Personne n’aime changer sa manière de faire, sa façon de travailler ou sa routine, surtout quand elles sont confortablement installées depuis longtemps. C’est l’un de nos nombreux biais cognitifs : le biais du statu quo (pour vous remémorer les biais cognitifs, 116 sont listés ici).
Certains consultants appellent cela la résistance au changement. Un obstacle perçu comme inévitable, incontournable, qui repousse comme la tête de l’Hydre. Un obstacle à la bonne réalisation de leur travail de « conduite du changement », qui consisterait à faire changer les gens, au besoin en leur infligeant leur aide. Un obstacle à combattre, à contourner, à forcer. Un obstacle qui s’exprime à travers quelques phrases irritantes, toujours les mêmes plaintes : « on a déjà essayé ça ne marche pas » ; « de toute manière cela ne sert à rien » ; « je suis d’accord mais je ne vois pas du tout où tu veux en venir » ; « c’est plus rapide à ma manière » ; « moi j’ai un vrai boulot, tes trucs c’est chronophage ».

### CONSIGNE ÉCRITE
Résumez la page en deux phrases. Les lignes forment un matériau distinct de la page.

### DOCUMENTS FOURNIS
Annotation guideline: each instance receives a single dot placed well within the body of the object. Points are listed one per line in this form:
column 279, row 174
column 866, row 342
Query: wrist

### RÉSULTAT
Personne n’aime changer des habitudes installées depuis longtemps, ce qui correspond à un biais cognitif appelé biais du statu quo. Certains consultants nomment cela résistance au changement et y voient un obstacle inévitable à combattre ou à contourner, qui s’exprime par des plaintes toujours identiques comme « on a déjà essayé ça ne marche pas ».